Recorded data
========================================
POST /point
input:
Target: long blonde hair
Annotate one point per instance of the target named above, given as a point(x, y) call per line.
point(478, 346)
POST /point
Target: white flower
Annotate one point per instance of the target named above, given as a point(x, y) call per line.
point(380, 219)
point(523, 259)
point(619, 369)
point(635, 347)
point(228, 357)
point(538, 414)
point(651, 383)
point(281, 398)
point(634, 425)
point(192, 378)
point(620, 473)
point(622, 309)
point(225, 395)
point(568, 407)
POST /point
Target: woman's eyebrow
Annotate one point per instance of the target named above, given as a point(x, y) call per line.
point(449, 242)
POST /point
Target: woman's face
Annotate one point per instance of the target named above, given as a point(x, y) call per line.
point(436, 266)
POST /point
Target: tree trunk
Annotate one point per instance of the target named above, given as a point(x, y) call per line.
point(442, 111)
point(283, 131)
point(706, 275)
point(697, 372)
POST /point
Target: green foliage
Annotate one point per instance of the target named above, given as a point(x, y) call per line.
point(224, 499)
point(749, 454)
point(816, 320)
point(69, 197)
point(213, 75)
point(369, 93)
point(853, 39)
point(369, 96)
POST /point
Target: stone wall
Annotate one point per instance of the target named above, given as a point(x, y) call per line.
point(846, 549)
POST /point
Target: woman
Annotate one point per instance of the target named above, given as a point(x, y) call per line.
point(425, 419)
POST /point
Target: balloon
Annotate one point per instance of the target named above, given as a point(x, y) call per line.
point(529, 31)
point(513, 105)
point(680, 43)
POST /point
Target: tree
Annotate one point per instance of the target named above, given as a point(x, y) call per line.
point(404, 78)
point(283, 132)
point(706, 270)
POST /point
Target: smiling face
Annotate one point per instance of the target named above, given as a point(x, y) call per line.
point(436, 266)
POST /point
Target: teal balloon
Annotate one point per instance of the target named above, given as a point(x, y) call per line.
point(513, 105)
========================================
Exercise =
Begin at the start of the material and stop after the line that has "point(369, 96)", then write those lines out again, swapping "Annotate" for "Mark" and leaving everything else the same.

Response to this task =
POST /point
input:
Target: long blonde hair
Mark one point per instance of the target named above, given as a point(x, y) call per line.
point(478, 346)
POST /point
Target: white flower
Mark one point per instance of the target named above, given as a point(x, y) call per line.
point(380, 219)
point(523, 259)
point(619, 369)
point(635, 347)
point(228, 357)
point(538, 414)
point(651, 383)
point(281, 398)
point(634, 425)
point(192, 378)
point(620, 473)
point(622, 309)
point(225, 395)
point(568, 407)
POST /point
Target: woman's eyebrow
Mark one point per instance of the target named above, given as a point(x, y) call per line.
point(449, 242)
POST /point
Target: woman's face
Mark one point per instance of the target named above, given as a point(x, y) call per line.
point(436, 266)
POST /point
Target: tree trunk
Mark one point per instance of the target named above, given as a point(x, y) call per line.
point(442, 111)
point(283, 131)
point(706, 275)
point(697, 372)
POST /point
Target: green foliage
Mark one point per instance of the target named above, given as a point(x, y) call per line.
point(224, 499)
point(749, 454)
point(816, 320)
point(69, 197)
point(213, 75)
point(369, 93)
point(853, 39)
point(369, 96)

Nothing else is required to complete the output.